## [Your objective]
Please give the material again, starting at the line that contains "job: trace every instance of the brown" and ending at the line that contains "target: brown leather bag", with "leather" replaced by "canvas" and nothing else changed.

-- START Data for the task --

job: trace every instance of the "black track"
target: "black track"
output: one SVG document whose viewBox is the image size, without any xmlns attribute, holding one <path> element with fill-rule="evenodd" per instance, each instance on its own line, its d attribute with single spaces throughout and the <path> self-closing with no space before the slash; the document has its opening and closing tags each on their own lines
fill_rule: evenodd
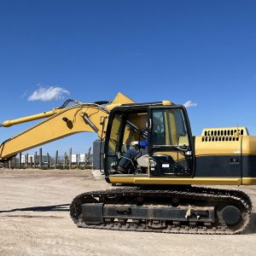
<svg viewBox="0 0 256 256">
<path fill-rule="evenodd" d="M 145 219 L 129 220 L 105 219 L 101 224 L 89 225 L 81 218 L 82 207 L 85 203 L 103 204 L 136 204 L 137 198 L 143 198 L 147 203 L 158 204 L 157 202 L 170 201 L 172 198 L 177 198 L 185 202 L 187 206 L 214 207 L 216 209 L 216 220 L 211 225 L 204 223 L 188 222 L 177 224 L 169 221 L 163 229 L 154 229 L 147 225 Z M 140 202 L 141 203 L 141 202 Z M 228 226 L 221 218 L 219 212 L 225 206 L 236 206 L 241 212 L 241 220 L 235 226 Z M 252 202 L 248 195 L 240 190 L 217 189 L 203 187 L 186 187 L 183 189 L 166 189 L 158 187 L 131 187 L 102 191 L 91 191 L 77 195 L 71 206 L 70 215 L 73 222 L 79 226 L 90 229 L 114 230 L 141 232 L 162 232 L 162 233 L 185 233 L 185 234 L 239 234 L 242 233 L 248 225 Z"/>
</svg>

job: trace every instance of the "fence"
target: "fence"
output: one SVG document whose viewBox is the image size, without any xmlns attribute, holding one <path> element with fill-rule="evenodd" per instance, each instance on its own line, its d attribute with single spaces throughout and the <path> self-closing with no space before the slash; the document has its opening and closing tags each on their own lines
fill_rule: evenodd
<svg viewBox="0 0 256 256">
<path fill-rule="evenodd" d="M 43 155 L 42 148 L 39 148 L 39 154 L 36 152 L 33 155 L 28 154 L 22 155 L 20 152 L 18 157 L 1 163 L 3 168 L 38 168 L 38 169 L 90 169 L 92 166 L 92 156 L 90 154 L 91 148 L 89 148 L 87 154 L 72 154 L 72 148 L 69 153 L 65 152 L 64 157 L 59 157 L 59 151 L 56 150 L 55 157 L 51 157 L 49 154 Z"/>
</svg>

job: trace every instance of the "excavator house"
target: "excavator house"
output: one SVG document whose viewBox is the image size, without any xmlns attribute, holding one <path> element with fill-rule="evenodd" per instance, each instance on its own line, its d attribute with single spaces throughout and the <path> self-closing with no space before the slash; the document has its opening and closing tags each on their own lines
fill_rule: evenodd
<svg viewBox="0 0 256 256">
<path fill-rule="evenodd" d="M 0 161 L 77 132 L 96 132 L 104 141 L 105 179 L 116 188 L 76 196 L 70 215 L 77 226 L 186 234 L 246 230 L 249 197 L 208 186 L 256 184 L 256 137 L 245 127 L 204 129 L 193 137 L 183 106 L 136 103 L 121 93 L 112 102 L 69 100 L 2 126 L 42 118 L 1 144 Z M 131 150 L 136 154 L 127 157 Z"/>
</svg>

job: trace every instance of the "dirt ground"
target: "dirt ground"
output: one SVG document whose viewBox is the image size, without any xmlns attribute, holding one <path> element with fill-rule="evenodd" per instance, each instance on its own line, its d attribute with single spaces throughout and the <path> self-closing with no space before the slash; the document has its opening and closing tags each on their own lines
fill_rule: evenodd
<svg viewBox="0 0 256 256">
<path fill-rule="evenodd" d="M 90 171 L 0 170 L 0 255 L 255 255 L 255 207 L 246 235 L 77 228 L 69 217 L 73 198 L 109 188 Z M 239 189 L 256 206 L 256 186 Z"/>
</svg>

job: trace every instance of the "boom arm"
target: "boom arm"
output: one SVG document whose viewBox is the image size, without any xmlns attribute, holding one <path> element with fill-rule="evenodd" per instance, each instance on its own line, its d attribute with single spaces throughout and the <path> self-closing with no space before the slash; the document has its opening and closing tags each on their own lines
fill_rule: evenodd
<svg viewBox="0 0 256 256">
<path fill-rule="evenodd" d="M 102 106 L 97 103 L 78 103 L 65 108 L 55 108 L 33 116 L 8 120 L 2 126 L 10 126 L 19 123 L 48 117 L 38 125 L 6 140 L 0 146 L 0 161 L 6 161 L 17 153 L 65 137 L 78 132 L 96 132 L 105 138 L 106 119 L 109 111 L 116 106 L 133 102 L 119 93 L 112 103 Z M 105 125 L 106 124 L 106 125 Z"/>
</svg>

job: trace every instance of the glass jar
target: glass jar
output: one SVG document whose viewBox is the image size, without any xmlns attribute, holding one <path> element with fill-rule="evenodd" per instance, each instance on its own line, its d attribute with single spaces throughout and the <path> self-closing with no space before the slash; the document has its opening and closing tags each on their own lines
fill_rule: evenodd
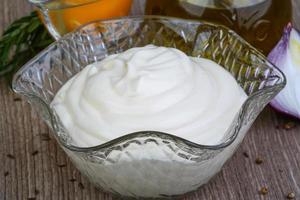
<svg viewBox="0 0 300 200">
<path fill-rule="evenodd" d="M 291 0 L 148 0 L 145 13 L 225 25 L 267 54 L 291 21 L 292 6 Z"/>
<path fill-rule="evenodd" d="M 132 0 L 29 0 L 50 34 L 58 39 L 85 23 L 128 15 Z"/>
</svg>

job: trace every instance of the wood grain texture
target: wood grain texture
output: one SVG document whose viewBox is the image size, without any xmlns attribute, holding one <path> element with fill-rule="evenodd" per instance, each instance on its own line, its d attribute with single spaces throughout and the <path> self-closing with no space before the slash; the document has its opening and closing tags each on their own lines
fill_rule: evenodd
<svg viewBox="0 0 300 200">
<path fill-rule="evenodd" d="M 299 23 L 299 0 L 294 8 Z M 1 0 L 0 33 L 30 9 L 25 0 Z M 267 107 L 221 173 L 183 199 L 279 200 L 289 192 L 300 199 L 300 122 L 288 131 L 276 128 L 290 120 Z M 0 200 L 112 199 L 80 175 L 49 134 L 29 105 L 0 80 Z M 262 164 L 255 163 L 257 157 Z M 261 187 L 268 188 L 267 195 L 259 194 Z"/>
</svg>

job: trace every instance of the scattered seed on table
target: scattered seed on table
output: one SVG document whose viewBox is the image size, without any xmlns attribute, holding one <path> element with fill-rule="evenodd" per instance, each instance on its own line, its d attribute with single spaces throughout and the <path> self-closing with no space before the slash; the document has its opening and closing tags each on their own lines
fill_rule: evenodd
<svg viewBox="0 0 300 200">
<path fill-rule="evenodd" d="M 67 165 L 66 164 L 57 164 L 57 166 L 60 168 L 63 168 L 63 167 L 66 167 Z"/>
<path fill-rule="evenodd" d="M 78 183 L 78 187 L 82 190 L 84 189 L 84 185 L 81 182 Z"/>
<path fill-rule="evenodd" d="M 283 128 L 285 130 L 287 130 L 287 131 L 291 130 L 291 129 L 295 128 L 295 127 L 296 127 L 295 122 L 288 122 L 288 123 L 286 123 L 286 124 L 283 125 Z"/>
<path fill-rule="evenodd" d="M 75 182 L 76 179 L 75 179 L 75 178 L 71 178 L 69 181 L 70 181 L 70 182 Z"/>
<path fill-rule="evenodd" d="M 295 199 L 296 195 L 294 192 L 290 192 L 290 193 L 288 193 L 288 195 L 286 197 L 287 197 L 287 199 Z"/>
<path fill-rule="evenodd" d="M 35 156 L 35 155 L 37 155 L 39 153 L 39 151 L 38 150 L 35 150 L 35 151 L 33 151 L 32 153 L 31 153 L 31 155 L 32 156 Z"/>
<path fill-rule="evenodd" d="M 260 165 L 260 164 L 263 163 L 263 159 L 260 158 L 260 157 L 257 157 L 257 158 L 255 159 L 255 163 L 258 164 L 258 165 Z"/>
<path fill-rule="evenodd" d="M 259 193 L 262 194 L 262 195 L 266 195 L 268 194 L 268 188 L 266 187 L 262 187 L 260 190 L 259 190 Z"/>
<path fill-rule="evenodd" d="M 243 152 L 243 155 L 246 157 L 246 158 L 249 158 L 249 154 L 245 151 Z"/>
<path fill-rule="evenodd" d="M 41 136 L 41 140 L 42 141 L 49 141 L 49 140 L 51 140 L 51 138 L 49 137 L 49 134 L 47 134 L 47 133 L 42 133 L 40 136 Z"/>
<path fill-rule="evenodd" d="M 14 98 L 14 101 L 21 101 L 21 99 L 20 98 Z"/>
<path fill-rule="evenodd" d="M 16 157 L 12 154 L 7 154 L 6 157 L 8 157 L 9 159 L 15 159 Z"/>
</svg>

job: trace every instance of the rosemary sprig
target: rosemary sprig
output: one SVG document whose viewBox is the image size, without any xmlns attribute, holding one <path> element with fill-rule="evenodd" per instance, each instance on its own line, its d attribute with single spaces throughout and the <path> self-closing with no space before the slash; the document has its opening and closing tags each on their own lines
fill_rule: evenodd
<svg viewBox="0 0 300 200">
<path fill-rule="evenodd" d="M 14 72 L 53 42 L 37 12 L 14 21 L 0 39 L 0 76 Z"/>
</svg>

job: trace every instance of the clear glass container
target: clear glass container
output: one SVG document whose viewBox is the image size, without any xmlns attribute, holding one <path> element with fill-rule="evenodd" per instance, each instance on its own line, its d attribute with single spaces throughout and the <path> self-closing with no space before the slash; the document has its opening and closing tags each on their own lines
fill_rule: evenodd
<svg viewBox="0 0 300 200">
<path fill-rule="evenodd" d="M 94 147 L 74 145 L 49 106 L 54 95 L 86 65 L 147 44 L 211 59 L 235 77 L 249 97 L 222 141 L 207 146 L 172 134 L 141 131 Z M 145 16 L 96 21 L 65 35 L 20 69 L 13 90 L 40 114 L 74 165 L 98 188 L 122 198 L 174 199 L 196 190 L 221 170 L 285 83 L 284 75 L 262 54 L 223 26 Z"/>
<path fill-rule="evenodd" d="M 291 0 L 147 0 L 145 14 L 225 25 L 267 55 L 292 20 L 292 3 Z"/>
</svg>

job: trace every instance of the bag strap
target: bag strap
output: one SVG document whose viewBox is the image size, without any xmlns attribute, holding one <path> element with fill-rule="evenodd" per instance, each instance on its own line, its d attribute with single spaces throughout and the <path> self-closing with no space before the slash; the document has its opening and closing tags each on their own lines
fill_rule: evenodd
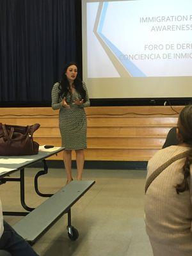
<svg viewBox="0 0 192 256">
<path fill-rule="evenodd" d="M 13 132 L 14 132 L 14 128 L 13 127 L 11 127 L 10 132 L 10 134 L 8 135 L 8 132 L 7 132 L 6 129 L 5 125 L 3 124 L 2 125 L 2 127 L 3 127 L 3 132 L 4 132 L 4 136 L 6 137 L 6 138 L 8 140 L 12 140 L 13 134 Z"/>
<path fill-rule="evenodd" d="M 173 157 L 171 158 L 166 162 L 165 162 L 163 164 L 161 165 L 161 166 L 158 167 L 147 179 L 145 184 L 145 194 L 147 191 L 150 185 L 150 184 L 154 181 L 154 180 L 169 165 L 172 164 L 173 162 L 177 160 L 181 159 L 182 158 L 187 157 L 190 153 L 192 153 L 192 149 L 189 150 L 185 151 L 184 152 L 179 154 L 177 156 L 173 156 Z"/>
</svg>

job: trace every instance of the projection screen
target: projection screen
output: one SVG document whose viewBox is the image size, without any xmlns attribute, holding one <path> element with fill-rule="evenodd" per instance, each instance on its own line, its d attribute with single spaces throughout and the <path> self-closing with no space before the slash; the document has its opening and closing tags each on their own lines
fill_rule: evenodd
<svg viewBox="0 0 192 256">
<path fill-rule="evenodd" d="M 192 1 L 82 1 L 92 99 L 192 97 Z"/>
</svg>

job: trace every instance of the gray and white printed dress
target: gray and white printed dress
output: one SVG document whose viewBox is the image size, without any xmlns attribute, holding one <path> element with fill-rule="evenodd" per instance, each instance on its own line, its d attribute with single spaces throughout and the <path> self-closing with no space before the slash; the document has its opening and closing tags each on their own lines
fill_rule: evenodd
<svg viewBox="0 0 192 256">
<path fill-rule="evenodd" d="M 60 109 L 60 129 L 61 136 L 62 147 L 65 150 L 78 150 L 86 148 L 86 116 L 84 108 L 90 105 L 88 91 L 84 83 L 83 86 L 86 92 L 84 103 L 77 106 L 74 103 L 76 99 L 82 99 L 80 93 L 76 90 L 72 95 L 70 108 L 62 106 L 63 99 L 59 96 L 60 83 L 54 84 L 52 92 L 52 108 Z M 70 102 L 70 94 L 66 97 L 66 101 Z"/>
</svg>

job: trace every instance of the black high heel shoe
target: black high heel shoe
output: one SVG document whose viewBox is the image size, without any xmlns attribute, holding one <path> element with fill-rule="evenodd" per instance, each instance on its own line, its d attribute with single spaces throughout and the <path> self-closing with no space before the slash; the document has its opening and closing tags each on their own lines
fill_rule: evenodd
<svg viewBox="0 0 192 256">
<path fill-rule="evenodd" d="M 67 180 L 66 185 L 67 185 L 68 183 L 70 183 L 71 181 L 73 181 L 73 179 L 72 179 L 70 180 Z"/>
</svg>

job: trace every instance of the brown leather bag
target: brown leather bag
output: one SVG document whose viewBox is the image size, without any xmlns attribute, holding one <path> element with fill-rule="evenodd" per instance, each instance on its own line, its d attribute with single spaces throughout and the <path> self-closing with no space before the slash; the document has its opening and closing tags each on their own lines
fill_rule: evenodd
<svg viewBox="0 0 192 256">
<path fill-rule="evenodd" d="M 40 127 L 19 126 L 0 123 L 0 156 L 35 155 L 38 152 L 39 144 L 33 141 L 33 132 Z"/>
</svg>

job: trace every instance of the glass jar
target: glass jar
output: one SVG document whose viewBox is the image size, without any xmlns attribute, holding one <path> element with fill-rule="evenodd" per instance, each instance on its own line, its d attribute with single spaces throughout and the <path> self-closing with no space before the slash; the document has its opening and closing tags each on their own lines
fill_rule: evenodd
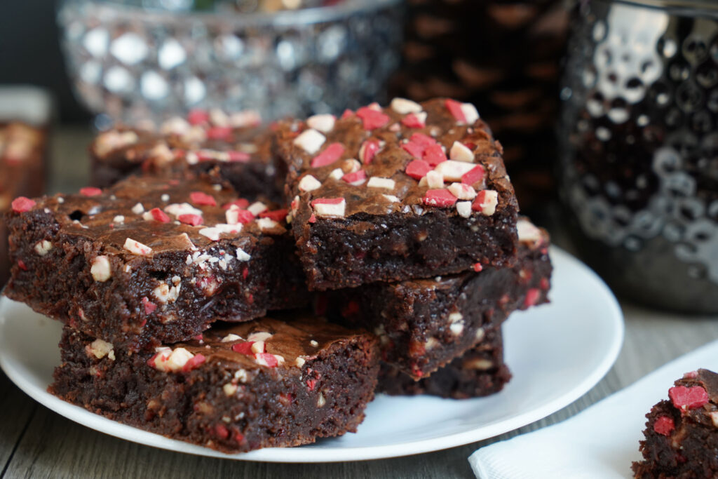
<svg viewBox="0 0 718 479">
<path fill-rule="evenodd" d="M 617 292 L 718 312 L 718 2 L 583 0 L 561 92 L 561 192 Z"/>
<path fill-rule="evenodd" d="M 78 97 L 126 122 L 212 107 L 256 110 L 269 121 L 386 99 L 399 62 L 401 0 L 248 12 L 215 3 L 215 11 L 197 11 L 180 0 L 62 0 L 57 18 Z M 177 5 L 185 9 L 169 8 Z"/>
</svg>

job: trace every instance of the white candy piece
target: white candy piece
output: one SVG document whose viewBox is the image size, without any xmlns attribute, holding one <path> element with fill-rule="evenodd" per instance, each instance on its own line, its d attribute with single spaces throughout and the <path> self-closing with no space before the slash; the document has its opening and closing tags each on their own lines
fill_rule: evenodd
<svg viewBox="0 0 718 479">
<path fill-rule="evenodd" d="M 442 162 L 437 165 L 437 167 L 434 169 L 434 171 L 438 172 L 444 175 L 444 180 L 446 181 L 461 181 L 461 177 L 464 176 L 470 171 L 476 167 L 476 165 L 473 163 L 467 163 L 466 162 L 457 162 L 456 160 L 449 159 L 445 162 Z"/>
<path fill-rule="evenodd" d="M 324 133 L 329 133 L 334 129 L 334 124 L 336 121 L 336 118 L 334 115 L 324 114 L 324 115 L 314 115 L 314 116 L 309 116 L 307 118 L 307 124 L 309 126 L 310 128 L 313 128 L 315 130 L 319 130 Z"/>
<path fill-rule="evenodd" d="M 460 200 L 473 200 L 476 197 L 476 191 L 470 185 L 452 183 L 448 190 Z"/>
<path fill-rule="evenodd" d="M 411 101 L 406 98 L 396 98 L 391 101 L 391 109 L 401 115 L 406 115 L 410 113 L 419 113 L 421 111 L 421 106 L 416 101 Z"/>
<path fill-rule="evenodd" d="M 473 124 L 475 121 L 479 119 L 479 112 L 477 111 L 476 107 L 471 103 L 462 103 L 461 111 L 464 113 L 464 118 L 466 118 L 466 124 L 467 125 Z"/>
<path fill-rule="evenodd" d="M 457 201 L 456 203 L 456 212 L 462 218 L 469 218 L 471 216 L 471 202 Z"/>
<path fill-rule="evenodd" d="M 449 158 L 455 159 L 457 162 L 474 162 L 474 154 L 469 149 L 469 147 L 459 141 L 454 141 L 451 149 L 449 150 Z"/>
<path fill-rule="evenodd" d="M 35 244 L 34 247 L 35 253 L 40 255 L 41 256 L 44 256 L 45 255 L 50 253 L 50 251 L 51 249 L 52 249 L 52 243 L 48 241 L 47 240 L 42 240 L 42 241 L 38 241 L 37 243 Z"/>
<path fill-rule="evenodd" d="M 256 201 L 247 207 L 247 211 L 252 213 L 255 216 L 262 213 L 263 211 L 266 211 L 266 210 L 267 210 L 267 205 L 261 201 Z"/>
<path fill-rule="evenodd" d="M 385 190 L 393 190 L 396 185 L 391 178 L 382 178 L 381 177 L 371 177 L 366 185 L 370 188 L 384 188 Z"/>
<path fill-rule="evenodd" d="M 518 241 L 521 243 L 533 243 L 541 240 L 541 230 L 528 220 L 522 218 L 517 221 L 516 230 L 518 233 Z"/>
<path fill-rule="evenodd" d="M 429 188 L 437 190 L 444 187 L 444 175 L 439 172 L 435 170 L 430 171 L 426 173 L 426 176 L 424 178 L 426 179 L 426 186 Z"/>
<path fill-rule="evenodd" d="M 90 274 L 92 274 L 93 279 L 101 283 L 109 279 L 112 276 L 112 271 L 110 269 L 110 260 L 108 257 L 100 256 L 92 260 Z"/>
<path fill-rule="evenodd" d="M 139 254 L 140 256 L 147 256 L 148 254 L 151 254 L 152 253 L 151 248 L 147 245 L 142 244 L 139 241 L 136 241 L 131 238 L 126 239 L 125 243 L 122 247 L 130 253 L 134 253 L 135 254 Z"/>
<path fill-rule="evenodd" d="M 342 198 L 342 201 L 336 204 L 315 203 L 314 210 L 317 216 L 340 216 L 343 218 L 346 208 L 347 202 L 344 198 Z"/>
<path fill-rule="evenodd" d="M 115 361 L 115 351 L 112 343 L 103 341 L 101 339 L 96 339 L 90 343 L 90 345 L 87 347 L 85 352 L 88 353 L 88 355 L 92 354 L 98 359 L 102 359 L 105 356 L 107 356 L 111 360 Z"/>
<path fill-rule="evenodd" d="M 299 136 L 294 139 L 294 144 L 301 147 L 309 154 L 314 154 L 319 151 L 327 138 L 321 133 L 314 129 L 309 129 L 302 132 Z"/>
<path fill-rule="evenodd" d="M 322 182 L 311 175 L 307 175 L 299 180 L 299 186 L 302 191 L 314 191 L 322 187 Z"/>
<path fill-rule="evenodd" d="M 481 213 L 490 216 L 496 213 L 496 205 L 498 205 L 498 193 L 493 190 L 484 190 L 479 192 L 479 195 L 483 195 L 483 200 L 480 203 Z"/>
</svg>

-- END Data for the task --

## [Output for this task]
job: trace every instance of the brown canvas bag
target: brown canvas bag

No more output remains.